**Extracted data:**
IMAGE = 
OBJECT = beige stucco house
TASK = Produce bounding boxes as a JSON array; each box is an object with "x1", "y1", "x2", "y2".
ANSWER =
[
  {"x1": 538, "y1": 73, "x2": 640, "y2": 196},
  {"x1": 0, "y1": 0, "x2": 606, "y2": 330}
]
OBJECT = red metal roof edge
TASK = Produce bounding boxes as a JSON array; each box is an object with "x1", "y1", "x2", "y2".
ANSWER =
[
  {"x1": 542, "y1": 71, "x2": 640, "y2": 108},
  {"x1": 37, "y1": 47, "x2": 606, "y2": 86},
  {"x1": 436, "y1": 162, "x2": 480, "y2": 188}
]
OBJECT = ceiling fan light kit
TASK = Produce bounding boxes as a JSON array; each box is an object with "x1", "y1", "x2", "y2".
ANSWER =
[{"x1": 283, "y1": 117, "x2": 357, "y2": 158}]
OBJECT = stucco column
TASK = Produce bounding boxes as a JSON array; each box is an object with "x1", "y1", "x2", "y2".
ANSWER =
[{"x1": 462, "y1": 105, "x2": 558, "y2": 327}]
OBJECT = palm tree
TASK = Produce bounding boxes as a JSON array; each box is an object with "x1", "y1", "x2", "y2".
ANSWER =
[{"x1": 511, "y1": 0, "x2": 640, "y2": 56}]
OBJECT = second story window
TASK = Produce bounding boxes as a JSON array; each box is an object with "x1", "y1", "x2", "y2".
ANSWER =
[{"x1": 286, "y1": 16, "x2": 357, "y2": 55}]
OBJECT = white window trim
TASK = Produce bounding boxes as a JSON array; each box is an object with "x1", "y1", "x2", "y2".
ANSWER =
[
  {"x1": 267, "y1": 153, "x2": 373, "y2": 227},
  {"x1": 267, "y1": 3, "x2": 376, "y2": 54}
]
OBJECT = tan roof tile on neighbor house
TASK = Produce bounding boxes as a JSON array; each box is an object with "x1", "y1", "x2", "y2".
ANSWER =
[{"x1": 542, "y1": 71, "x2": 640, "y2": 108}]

**Exercise:** Reproduce verbatim the items between the line holding "OBJECT = white window trim" and the end of the items, inclusive.

**Output:**
OBJECT = white window trim
TASK = Produce bounding boxes as a JSON array; each box is an object with "x1", "y1", "x2", "y2".
ANSWER =
[
  {"x1": 267, "y1": 153, "x2": 373, "y2": 227},
  {"x1": 267, "y1": 3, "x2": 376, "y2": 54}
]
OBJECT = tan roof tile on neighbor house
TASK = Produce bounding boxes as a JSON array; each box is an object with "x1", "y1", "x2", "y2".
ANSWER =
[{"x1": 542, "y1": 71, "x2": 640, "y2": 108}]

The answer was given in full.